● **What to produce**
Decide whether each statement below agrees with the text on honey bees, answering yes or no and quoting the words of the text that settle it. 1. A queen bee can live for up to five years. 2. Worker bees are male. 3. The queen starts laying eggs in late summer.

● **Text**
-- -- --

Different Types of Honey Bees

A lot of people may think that there is only one bee species and its black and yellow and they hardly sting, as once they do it, they will die.

However, there are over 20,000 species of bees worldwide and there are different types of bees in a honey bee hive: Worker, Drone and Queen. Each has its own important roles and performs specific duties in a bee colony.

What is the queen bee?

She can be recognized by her abdomen, which is usually smooth and elongated, extending well beyond her folded wings.

What is the queen bee's role?

Her function in the hive is one of production. She is normally the only reproductive female in the colony. Egg-laying begins in early spring, initiated when the first fresh pollen is brought home by the workers. Egg production will continue until fall, or as long as pollen is available.

At the height of her productivity, the queen could lay as many as 2000 eggs each day. A queen bee can live for up to five years, but her period of usefulness rarely exceeds two or three years. Younger queens produce many more eggs, and older ones may produce excessive drones. Many beekeepers re-queen their colonies every year or two. Older queens are often superseded/replaced by the workers without any assistance, or even knowledge, of the beekeeper. Good quality queens can be reared by an experienced beekeeper, but a beginner will usually do better to buy good queens from a reputable producer.

 

What are worker bees?

Workers are the smallest of the bee castes, but are by far the most numerous. All workers are female, and normally incapable of reproduction. They are unable to mate, but in a hopelessly queenless colony, workers may begin to lay unfertilized eggs, which develop into drones.

Workers do all of the necessary tasks within a colony including:

  • They secrete the wax used in the hive, and form it into honeycombs.

-- -- --

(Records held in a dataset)

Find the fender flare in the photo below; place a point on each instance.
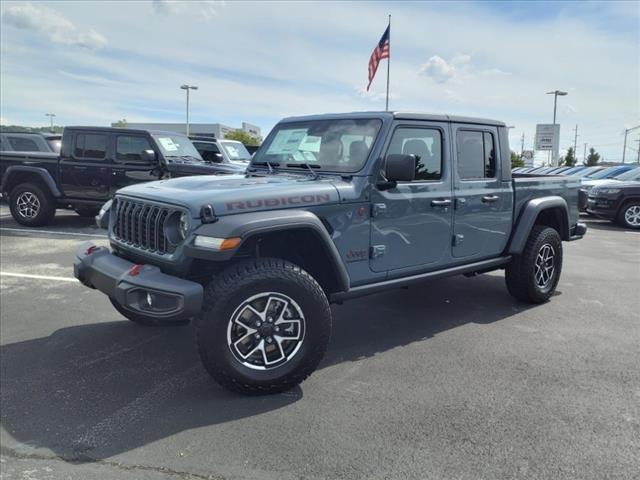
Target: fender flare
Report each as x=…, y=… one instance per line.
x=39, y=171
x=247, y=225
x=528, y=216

-- -- --

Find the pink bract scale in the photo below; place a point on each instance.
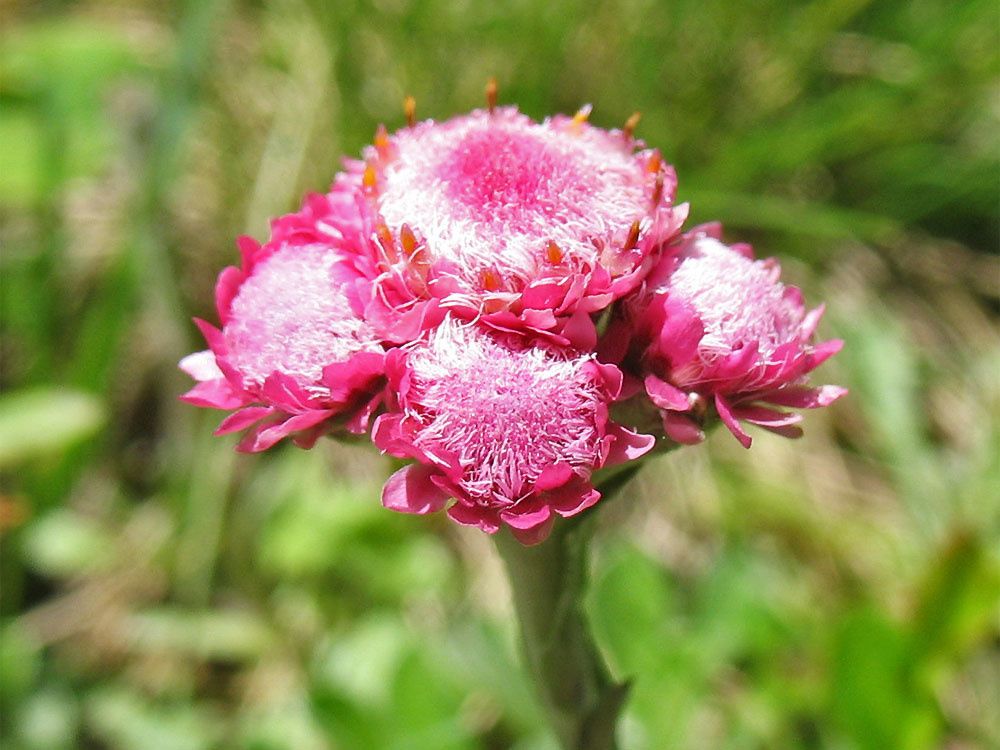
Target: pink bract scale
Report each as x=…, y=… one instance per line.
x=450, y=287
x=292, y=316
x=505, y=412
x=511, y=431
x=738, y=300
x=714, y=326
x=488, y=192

-- -- --

● **Result**
1. Yes: "A queen bee can live for up to five years"
2. No: "All workers are female"
3. No: "Egg-laying begins in early spring"